Letzte Woche hatte ich Gelegenheit, mit einigen anderen Kollegen in Berlin den israelischen Sozialminister Isaac Herzog zu sprechen. Er ist der Sohn von Chaim Herzog, des sechsten Präsidenten Israels (’83-’93) und ein Hoffnungsträger der Arbeitspartei.
Herzog begründete den umstrittenen Einstieg der Sozialdemokraten in die Regierung Netanjahu/Lieberman mit zwei Umständen: Iran und Weltwirtschaftskrise. Beides seien existentielle Bedrohungen des Staates Israel, und darum müßten alle Kräfte zusammenstehen. Im übrigen sei die Arbeitspartei in der Regierung um klar zu machen, dass Israel weiter an der Zweistaatenlösung mit den Palästinensern festhalte, für die auch eine „überwältigend Mehrheit der Israelis“ sei..
Wie eine solche Lösung möglich sein solle mit einem Aussenminister Lieberman, der den Friedensprozess offenbar für gescheitert hält? „Lieberman’s bark is bigger than his bite“, sagte Herzog. (Er liebt großspurige Ankündigungen, hinter denen seine Taten zurückbleiben.) Lieberman sei kein Extremist, sondern ein Populist, der ein breites Publikum mit seinen Sprüchen fesseln müsse. Man solle der Regierung einige Wochen Zeit geben, es würden schon bald einige „unerwartete Vorschläge“ folgen, spätestens bei Netanjahus USA-Besuch Mitte Mai.
Isaac Herzog Foto: Knesset
Menachem Begin hätte auch niemand zugetraut, dass er einmal Frieden mit den Ägyptern machen würde und den Sinai zurückgeben würde, sagte Herzog. Vielleicht könne auch Netanjahu Dinge tun, die man ihm nicht zutrauen würde.
Die Bedrohung der Region durch das neue iranische Vormachtstreben habe eine de facto-Koalition zwischen den „moderaten arabischen Staaten“ und Israel geschaffen, die es zu nutzen gelte. Man sei vereint in dem Willen, den iranischen Einfluß zurückzudrängen.

◇ ◇ ◇ ◇ ◇

## [Aufgaben]
**1.** Beantworte zum Text über das Gespräch mit Isaac Herzog die folgenden Fragen knapp.
(a) Welche zwei Umstände führte Herzog als Grund für den Eintritt der Sozialdemokraten in die Regierung an?
(b) Bei welcher Gelegenheit sollten laut Herzog spätestens „unerwartete Vorschläge“ folgen?
(c) Mit wem schloss Menachem Begin nach Herzogs Worten Frieden, und welches Gebiet gab er zurück?
**2.** Schreibe den Text über das Gespräch mit Isaac Herzog im gleichen Ton weiter, beginnend nach dem letzten Absatz.

Annotationsdaten zur Objektposition:
◇ ◇ ◇ ◇ ◇

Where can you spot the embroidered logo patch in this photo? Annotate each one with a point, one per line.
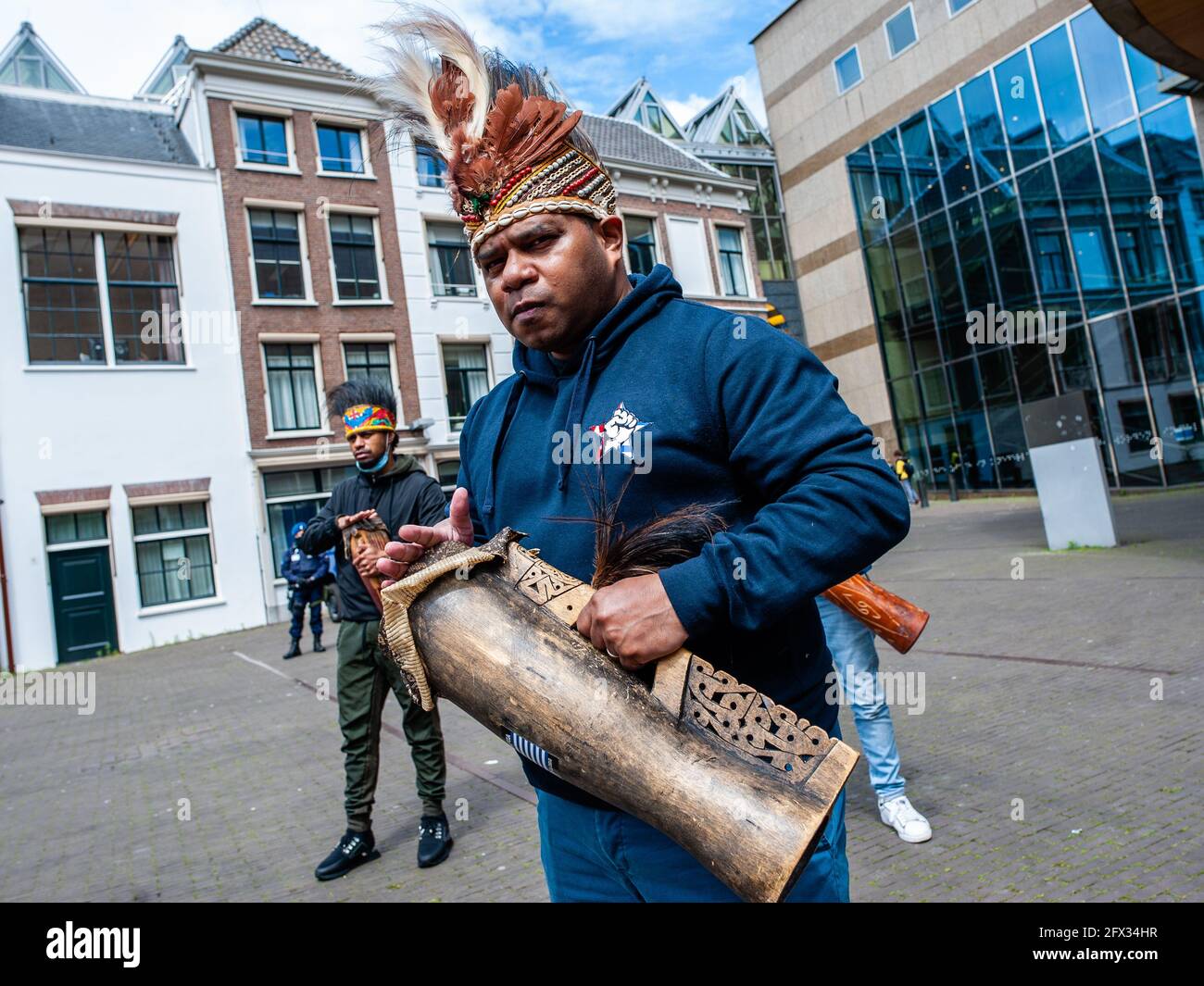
(617, 433)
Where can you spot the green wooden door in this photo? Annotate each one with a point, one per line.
(83, 604)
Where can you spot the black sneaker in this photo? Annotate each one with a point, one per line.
(433, 840)
(354, 849)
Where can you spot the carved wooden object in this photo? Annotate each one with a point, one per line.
(890, 617)
(735, 779)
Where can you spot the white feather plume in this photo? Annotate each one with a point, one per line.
(418, 36)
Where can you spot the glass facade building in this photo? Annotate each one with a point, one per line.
(1060, 187)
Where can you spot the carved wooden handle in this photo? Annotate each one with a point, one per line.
(366, 535)
(892, 618)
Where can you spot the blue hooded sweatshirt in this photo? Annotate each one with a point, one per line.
(703, 406)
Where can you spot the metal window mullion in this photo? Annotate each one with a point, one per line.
(1020, 207)
(169, 535)
(1111, 232)
(107, 313)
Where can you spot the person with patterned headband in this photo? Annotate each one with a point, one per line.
(394, 488)
(743, 417)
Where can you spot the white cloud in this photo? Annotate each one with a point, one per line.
(747, 88)
(684, 109)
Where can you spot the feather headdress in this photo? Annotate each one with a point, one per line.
(510, 151)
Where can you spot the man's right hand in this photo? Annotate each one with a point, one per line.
(414, 538)
(347, 520)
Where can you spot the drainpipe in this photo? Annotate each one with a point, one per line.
(4, 602)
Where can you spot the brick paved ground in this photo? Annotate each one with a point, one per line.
(1035, 689)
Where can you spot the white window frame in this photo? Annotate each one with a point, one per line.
(952, 13)
(658, 252)
(745, 256)
(376, 339)
(295, 339)
(445, 219)
(89, 507)
(835, 73)
(302, 236)
(382, 276)
(344, 124)
(440, 459)
(484, 341)
(707, 253)
(418, 175)
(915, 31)
(207, 530)
(97, 228)
(257, 109)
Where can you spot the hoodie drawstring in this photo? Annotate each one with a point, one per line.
(512, 402)
(577, 404)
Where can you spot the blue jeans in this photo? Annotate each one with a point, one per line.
(609, 856)
(856, 661)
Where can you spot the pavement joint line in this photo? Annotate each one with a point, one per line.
(453, 758)
(1059, 661)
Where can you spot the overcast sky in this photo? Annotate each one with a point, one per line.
(595, 48)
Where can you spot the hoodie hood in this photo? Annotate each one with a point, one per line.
(536, 368)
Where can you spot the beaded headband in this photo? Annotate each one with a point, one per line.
(514, 156)
(368, 418)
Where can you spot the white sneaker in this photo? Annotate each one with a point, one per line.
(898, 813)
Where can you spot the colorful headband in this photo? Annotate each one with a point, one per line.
(566, 182)
(368, 418)
(507, 160)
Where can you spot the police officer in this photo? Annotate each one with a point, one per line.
(305, 574)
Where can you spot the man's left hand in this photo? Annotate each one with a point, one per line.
(633, 621)
(365, 561)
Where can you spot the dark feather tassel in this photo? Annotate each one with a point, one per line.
(658, 543)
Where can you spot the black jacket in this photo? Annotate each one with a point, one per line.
(401, 495)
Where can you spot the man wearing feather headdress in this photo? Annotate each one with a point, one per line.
(742, 416)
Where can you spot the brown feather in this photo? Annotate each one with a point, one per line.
(658, 543)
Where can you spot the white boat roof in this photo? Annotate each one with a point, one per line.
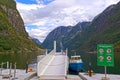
(76, 56)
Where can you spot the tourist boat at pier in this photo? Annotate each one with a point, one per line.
(76, 63)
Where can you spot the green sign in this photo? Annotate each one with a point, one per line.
(105, 55)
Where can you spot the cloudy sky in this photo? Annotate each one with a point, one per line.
(42, 16)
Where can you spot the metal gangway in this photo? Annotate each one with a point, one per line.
(53, 66)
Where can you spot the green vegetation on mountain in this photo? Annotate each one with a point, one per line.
(15, 44)
(104, 29)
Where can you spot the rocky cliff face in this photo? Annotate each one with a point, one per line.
(15, 44)
(63, 34)
(104, 29)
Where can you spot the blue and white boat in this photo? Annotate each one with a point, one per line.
(76, 63)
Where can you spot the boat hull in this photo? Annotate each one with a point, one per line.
(76, 66)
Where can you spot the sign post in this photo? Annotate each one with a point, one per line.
(105, 56)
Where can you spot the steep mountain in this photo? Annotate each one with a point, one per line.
(63, 34)
(36, 41)
(15, 44)
(104, 29)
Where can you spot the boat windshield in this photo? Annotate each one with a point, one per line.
(75, 58)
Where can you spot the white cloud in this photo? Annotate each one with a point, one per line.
(59, 13)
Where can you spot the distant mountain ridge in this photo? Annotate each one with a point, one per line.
(63, 34)
(104, 29)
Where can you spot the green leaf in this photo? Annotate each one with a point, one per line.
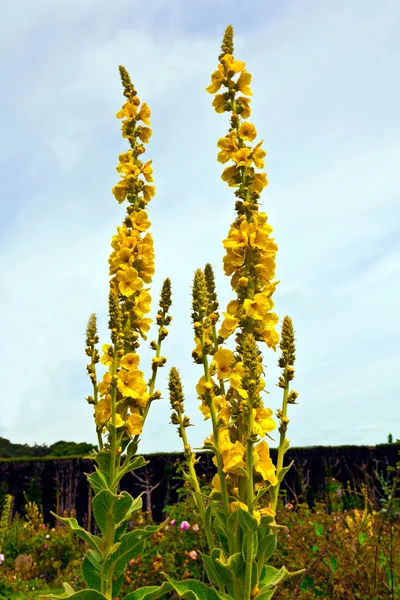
(107, 505)
(103, 459)
(222, 537)
(82, 595)
(246, 521)
(91, 569)
(254, 545)
(129, 546)
(130, 465)
(149, 592)
(265, 594)
(211, 570)
(97, 481)
(92, 540)
(283, 472)
(193, 590)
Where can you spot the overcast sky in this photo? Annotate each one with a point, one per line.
(326, 101)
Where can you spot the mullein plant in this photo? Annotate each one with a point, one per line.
(122, 397)
(241, 530)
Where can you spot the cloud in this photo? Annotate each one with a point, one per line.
(325, 100)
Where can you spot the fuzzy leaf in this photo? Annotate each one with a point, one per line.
(149, 592)
(266, 547)
(108, 505)
(91, 569)
(283, 472)
(97, 481)
(265, 594)
(211, 570)
(92, 540)
(246, 521)
(129, 546)
(82, 595)
(192, 589)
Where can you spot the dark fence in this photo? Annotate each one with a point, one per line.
(60, 485)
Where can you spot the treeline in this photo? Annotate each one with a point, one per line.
(62, 448)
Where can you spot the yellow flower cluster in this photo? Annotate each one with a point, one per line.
(231, 387)
(122, 398)
(250, 250)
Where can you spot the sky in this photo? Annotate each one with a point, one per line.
(325, 100)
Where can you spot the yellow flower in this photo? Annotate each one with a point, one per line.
(231, 64)
(232, 454)
(119, 422)
(143, 303)
(216, 483)
(128, 169)
(131, 383)
(258, 155)
(107, 358)
(144, 133)
(105, 384)
(243, 83)
(144, 114)
(258, 306)
(147, 171)
(235, 380)
(217, 78)
(103, 411)
(267, 511)
(236, 505)
(134, 424)
(148, 192)
(120, 190)
(270, 337)
(128, 281)
(130, 361)
(242, 157)
(219, 103)
(233, 259)
(127, 111)
(228, 325)
(224, 358)
(266, 270)
(245, 102)
(121, 260)
(262, 421)
(140, 220)
(259, 183)
(143, 324)
(263, 463)
(228, 147)
(228, 175)
(247, 131)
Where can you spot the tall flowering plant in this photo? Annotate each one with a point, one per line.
(241, 531)
(122, 397)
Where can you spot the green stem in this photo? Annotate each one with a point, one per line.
(250, 496)
(197, 491)
(281, 449)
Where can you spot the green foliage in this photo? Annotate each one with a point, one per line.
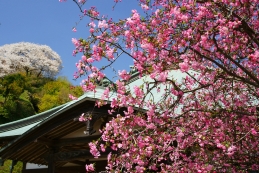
(56, 93)
(23, 95)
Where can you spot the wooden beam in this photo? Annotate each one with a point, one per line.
(78, 162)
(66, 141)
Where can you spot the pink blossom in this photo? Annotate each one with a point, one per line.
(89, 168)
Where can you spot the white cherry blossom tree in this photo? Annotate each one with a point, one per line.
(30, 57)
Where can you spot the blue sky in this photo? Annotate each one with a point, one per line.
(50, 22)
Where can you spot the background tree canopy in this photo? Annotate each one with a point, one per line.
(24, 95)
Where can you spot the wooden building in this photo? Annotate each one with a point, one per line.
(55, 140)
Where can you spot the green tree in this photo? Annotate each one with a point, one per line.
(56, 92)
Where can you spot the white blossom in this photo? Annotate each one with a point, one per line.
(33, 58)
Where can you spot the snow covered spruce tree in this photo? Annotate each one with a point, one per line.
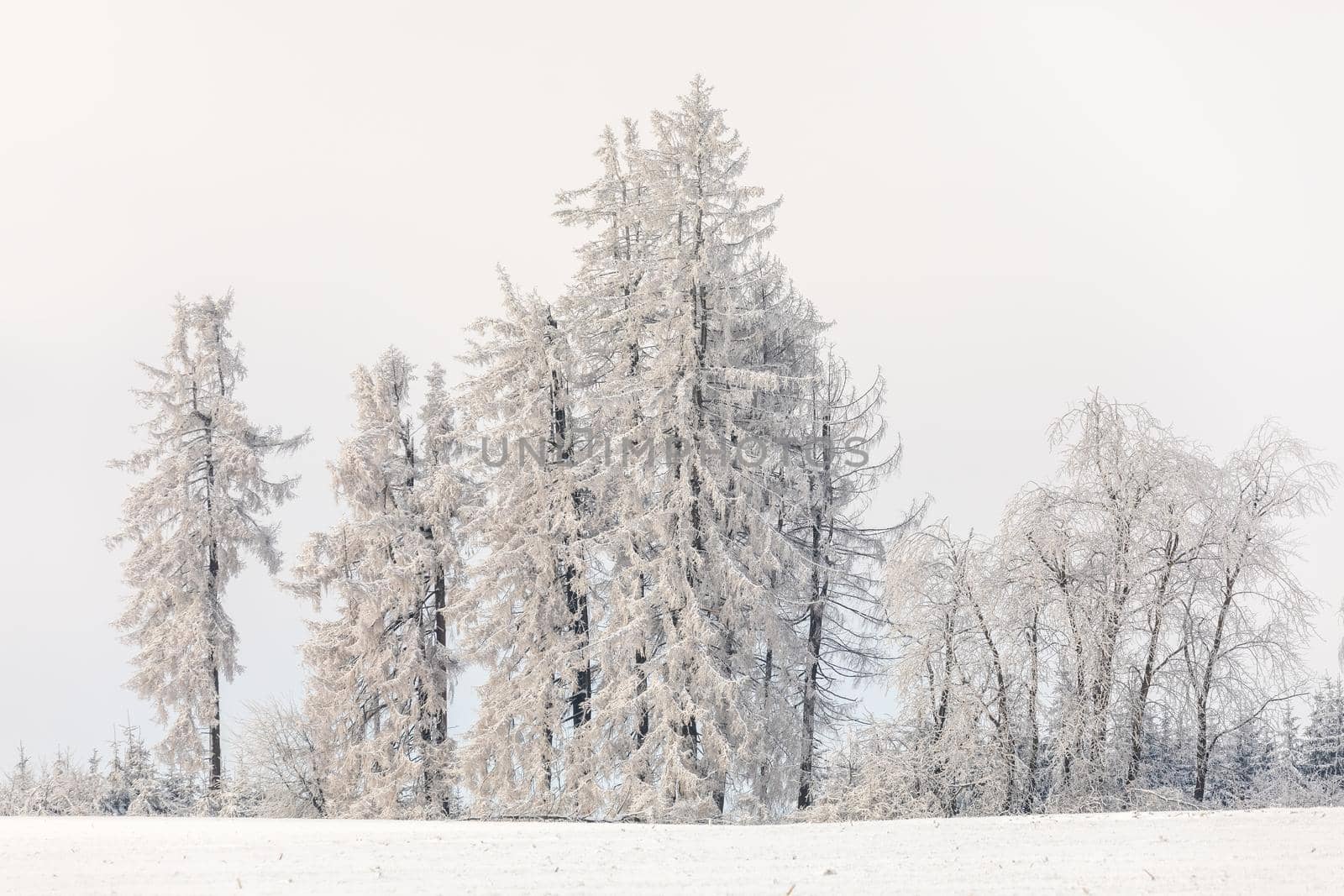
(382, 669)
(190, 523)
(837, 469)
(533, 750)
(663, 309)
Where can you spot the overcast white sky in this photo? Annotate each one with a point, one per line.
(1003, 204)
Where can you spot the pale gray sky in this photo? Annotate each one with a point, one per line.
(1003, 204)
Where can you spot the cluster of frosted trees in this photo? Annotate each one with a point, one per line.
(1131, 631)
(640, 512)
(643, 512)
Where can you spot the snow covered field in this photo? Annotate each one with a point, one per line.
(1243, 852)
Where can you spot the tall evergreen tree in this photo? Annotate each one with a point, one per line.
(190, 523)
(382, 669)
(531, 748)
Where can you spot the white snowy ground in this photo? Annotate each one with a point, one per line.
(1234, 852)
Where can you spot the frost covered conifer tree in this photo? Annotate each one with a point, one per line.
(837, 470)
(1323, 745)
(382, 669)
(533, 748)
(201, 508)
(691, 610)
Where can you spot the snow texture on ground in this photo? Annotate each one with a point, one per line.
(1236, 852)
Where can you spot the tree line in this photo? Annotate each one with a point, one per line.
(674, 584)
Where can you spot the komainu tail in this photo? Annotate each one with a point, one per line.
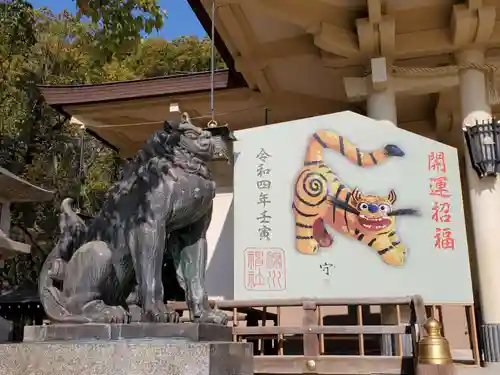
(324, 139)
(54, 266)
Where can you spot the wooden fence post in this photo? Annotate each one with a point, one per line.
(311, 340)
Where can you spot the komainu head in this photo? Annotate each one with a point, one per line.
(197, 142)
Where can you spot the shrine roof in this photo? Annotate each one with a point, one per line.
(190, 83)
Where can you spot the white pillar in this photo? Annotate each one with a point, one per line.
(485, 206)
(381, 105)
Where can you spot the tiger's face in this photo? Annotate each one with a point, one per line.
(374, 211)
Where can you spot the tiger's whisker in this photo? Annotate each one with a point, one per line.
(405, 212)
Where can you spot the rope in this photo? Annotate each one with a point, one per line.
(212, 68)
(488, 70)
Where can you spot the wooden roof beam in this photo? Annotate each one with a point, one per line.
(472, 23)
(241, 32)
(327, 36)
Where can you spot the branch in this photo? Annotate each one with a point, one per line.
(30, 237)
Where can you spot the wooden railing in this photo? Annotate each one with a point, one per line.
(272, 359)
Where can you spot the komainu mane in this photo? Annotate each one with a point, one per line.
(163, 202)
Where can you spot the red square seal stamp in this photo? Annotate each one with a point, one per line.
(265, 269)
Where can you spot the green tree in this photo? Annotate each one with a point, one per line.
(155, 57)
(41, 145)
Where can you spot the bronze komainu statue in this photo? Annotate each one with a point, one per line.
(163, 202)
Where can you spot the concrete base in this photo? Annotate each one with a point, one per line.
(132, 349)
(131, 357)
(189, 331)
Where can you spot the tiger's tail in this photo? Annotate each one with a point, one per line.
(324, 139)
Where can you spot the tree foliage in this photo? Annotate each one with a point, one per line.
(38, 143)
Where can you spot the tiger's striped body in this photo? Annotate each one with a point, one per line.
(321, 198)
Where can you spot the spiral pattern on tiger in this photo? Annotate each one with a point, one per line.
(311, 188)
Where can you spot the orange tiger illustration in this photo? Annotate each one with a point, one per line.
(320, 197)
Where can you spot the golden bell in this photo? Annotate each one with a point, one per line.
(434, 349)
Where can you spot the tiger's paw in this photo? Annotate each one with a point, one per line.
(307, 246)
(393, 150)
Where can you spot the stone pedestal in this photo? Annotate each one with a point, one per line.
(132, 349)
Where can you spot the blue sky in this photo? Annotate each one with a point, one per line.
(181, 19)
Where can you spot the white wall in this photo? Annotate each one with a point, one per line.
(220, 238)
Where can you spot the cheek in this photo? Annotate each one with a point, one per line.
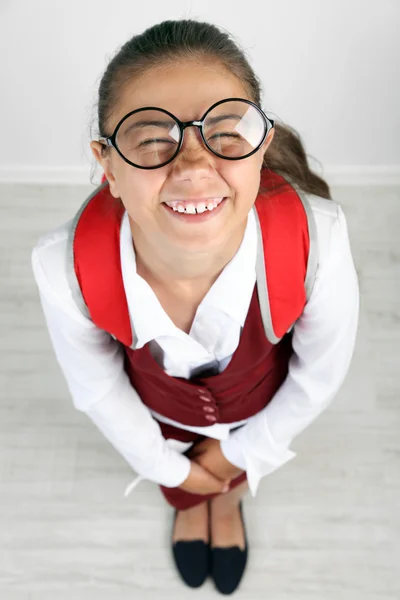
(141, 194)
(244, 181)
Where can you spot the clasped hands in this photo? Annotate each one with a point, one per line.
(210, 471)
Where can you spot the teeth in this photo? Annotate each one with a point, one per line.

◇ ◇ ◇ ◇ ◇

## [Erwartete Ergebnisse]
**1.**
(a) Iran und die Weltwirtschaftskrise.
(b) Bei Netanjahus USA-Besuch Mitte Mai.
(c) Mit den Ägyptern; er gab den Sinai zurück.

**2.**
Über Obamas neuen Ansatz, den Dialog zu suchen, sagte Herzog: „Wir respektieren die Tatsache, dass Obama die Lage sondieren möchte (wants to check out things). Aber eine westlich geprägte Vorstellung von freundlichem Händeschütteln und Umarmungen führt nicht weit. Wir warnen: Tappt nicht in eine Falle!“
Der Minister äußerte sich sehr viel optimistischer über die Möglichkeit einer Einigung mit Syrien als über ein mögliches Einvernehmen mit den Palästinensern, weil die Hamas in Gaza dem entgegenstehe. Die Palästinenser in Gaza müssten erst ihre Debatte zuende führen, welche Art von Staat sie wollen: einen säkularen, demokratischen Staat, der gut nachbarschaftlich mit Israel zusammen lebt. Oder eine Theokratie iranischer Art nach dem Gusto mancher in der Hamas.
Die Verständigung mit Syrien sei bereits „somwhere out there“, man sei weit gediehen mit den Verhandlungen. Leider seien die Syrer ein bißchen zu sehr „full of themselves“, weil die ganze Welt derzeit um sie werbe.
In Gaza, so Herzog, gebe es massive Kritik an der Hamas-Führung vonseiten der Bevölkerung. Man stelle die Frage, was die Taktik der Hamas dem palästinensischen Volk gebracht habe.
In der israelischen Führung habe es während des Krieges eine heftige Debatte über die Frage gegeben, ob man Gaza vollständig erobern sollte. Man habe sich aber schließlich dafür entschieden, nur gegen die Hamas vorzugehen, der Terrororganisation eine „Lehre zu erteilen“ und auf den Abschreckungseffekt zu setzen. Maßgeblich für die Ablehung des Planes zur vollständigen Eroberung sei Ehud Barak gewesen.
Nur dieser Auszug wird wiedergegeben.